▶ [What is required] Each entry must appear again exactly as it does in the source.

▶ [Recorded information]
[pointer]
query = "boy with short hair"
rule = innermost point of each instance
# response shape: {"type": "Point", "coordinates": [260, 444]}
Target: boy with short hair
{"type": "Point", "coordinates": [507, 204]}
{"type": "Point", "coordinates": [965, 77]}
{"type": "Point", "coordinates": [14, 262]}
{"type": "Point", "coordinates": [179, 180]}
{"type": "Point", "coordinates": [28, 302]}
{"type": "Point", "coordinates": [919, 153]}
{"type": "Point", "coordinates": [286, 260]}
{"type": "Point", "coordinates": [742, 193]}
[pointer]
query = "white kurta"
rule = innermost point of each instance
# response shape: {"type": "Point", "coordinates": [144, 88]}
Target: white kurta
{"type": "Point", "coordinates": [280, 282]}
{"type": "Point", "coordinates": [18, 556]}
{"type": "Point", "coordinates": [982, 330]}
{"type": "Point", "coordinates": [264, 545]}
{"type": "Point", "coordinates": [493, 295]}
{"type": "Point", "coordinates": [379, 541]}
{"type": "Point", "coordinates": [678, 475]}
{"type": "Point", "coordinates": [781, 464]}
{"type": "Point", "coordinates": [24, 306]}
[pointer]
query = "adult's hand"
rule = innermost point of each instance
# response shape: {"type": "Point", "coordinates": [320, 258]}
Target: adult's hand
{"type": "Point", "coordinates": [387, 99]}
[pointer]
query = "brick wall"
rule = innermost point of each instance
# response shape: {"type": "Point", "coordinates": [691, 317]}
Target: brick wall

▶ [Solved exercise]
[pointer]
query = "boy with short hair"
rule = innermost point of each instance
# response shape: {"type": "Point", "coordinates": [260, 444]}
Target: boy with short hair
{"type": "Point", "coordinates": [507, 204]}
{"type": "Point", "coordinates": [965, 77]}
{"type": "Point", "coordinates": [14, 262]}
{"type": "Point", "coordinates": [179, 180]}
{"type": "Point", "coordinates": [28, 302]}
{"type": "Point", "coordinates": [919, 153]}
{"type": "Point", "coordinates": [286, 260]}
{"type": "Point", "coordinates": [742, 193]}
[pointer]
query = "white kurta"
rule = innermost point of each instance
# response shape: {"type": "Point", "coordinates": [144, 88]}
Target: white kurta
{"type": "Point", "coordinates": [280, 282]}
{"type": "Point", "coordinates": [18, 556]}
{"type": "Point", "coordinates": [982, 330]}
{"type": "Point", "coordinates": [264, 545]}
{"type": "Point", "coordinates": [493, 295]}
{"type": "Point", "coordinates": [379, 541]}
{"type": "Point", "coordinates": [678, 475]}
{"type": "Point", "coordinates": [781, 464]}
{"type": "Point", "coordinates": [24, 306]}
[pointer]
query = "adult's hand"
rule = innermost point of each instance
# response shape: {"type": "Point", "coordinates": [320, 258]}
Target: adult's hand
{"type": "Point", "coordinates": [387, 99]}
[pointer]
query = "brick wall"
rule = innermost point of each instance
# response shape: {"type": "Point", "coordinates": [691, 317]}
Target: brick wall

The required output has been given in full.